Try it:
Calculate how many lines of the data hold "above". The answer consists of that number only.

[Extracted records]
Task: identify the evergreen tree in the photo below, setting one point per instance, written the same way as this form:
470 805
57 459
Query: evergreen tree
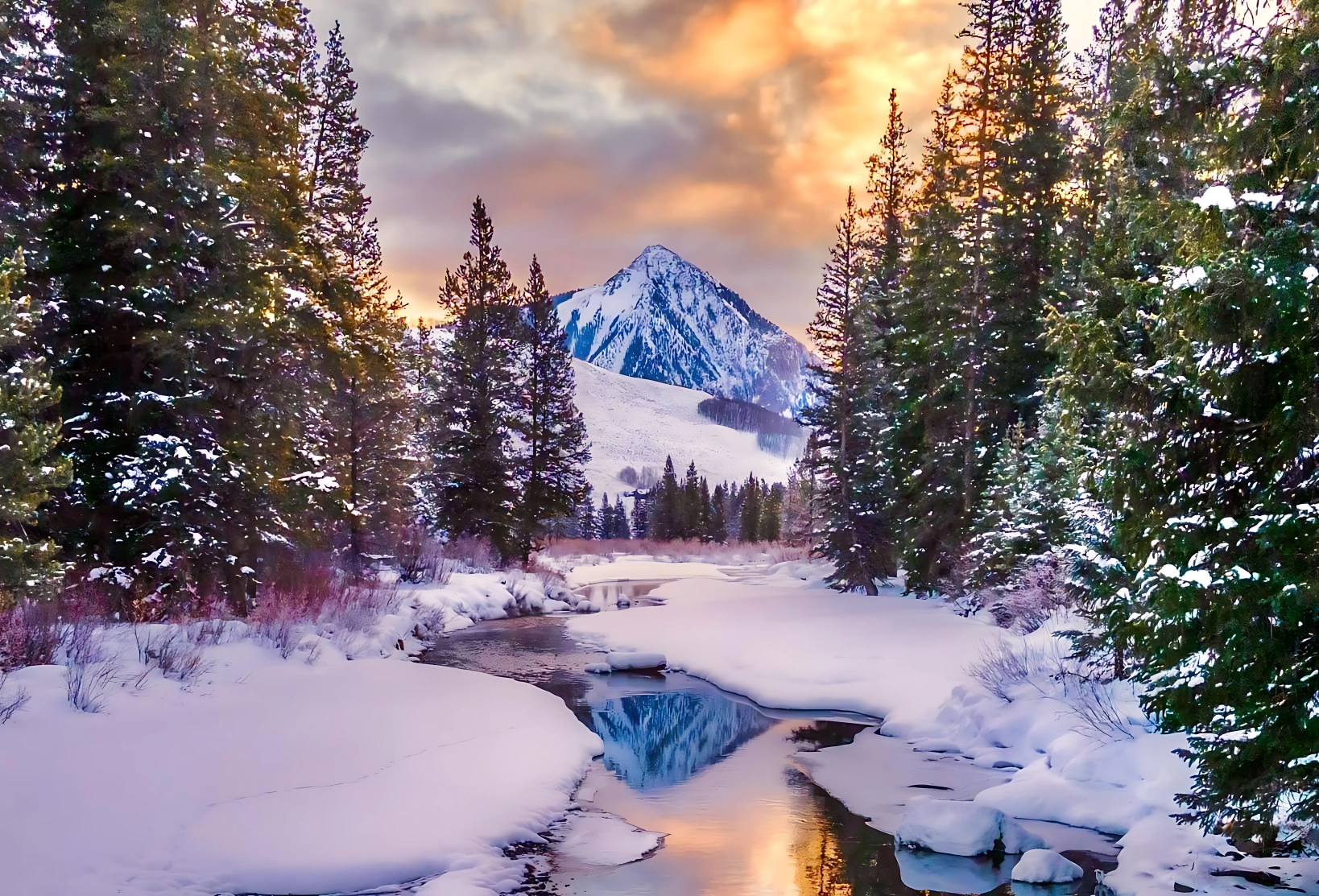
719 515
31 468
692 503
553 431
772 512
471 482
589 526
620 520
172 256
750 511
364 427
855 536
640 516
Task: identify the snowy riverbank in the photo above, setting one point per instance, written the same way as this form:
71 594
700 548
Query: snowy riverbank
1085 755
302 759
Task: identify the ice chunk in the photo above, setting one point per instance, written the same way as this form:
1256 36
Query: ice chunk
599 838
961 828
1045 867
622 662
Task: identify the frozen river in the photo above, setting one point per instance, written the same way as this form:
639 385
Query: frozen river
717 775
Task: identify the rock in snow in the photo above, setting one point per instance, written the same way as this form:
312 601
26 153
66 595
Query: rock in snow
639 662
1045 867
663 318
961 828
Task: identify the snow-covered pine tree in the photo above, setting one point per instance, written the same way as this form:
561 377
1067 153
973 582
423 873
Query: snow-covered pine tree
855 534
692 503
936 336
363 436
1217 474
750 520
31 468
171 248
622 530
556 450
471 483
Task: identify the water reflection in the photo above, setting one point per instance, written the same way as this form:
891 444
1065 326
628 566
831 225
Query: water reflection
717 775
670 731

Answer space:
6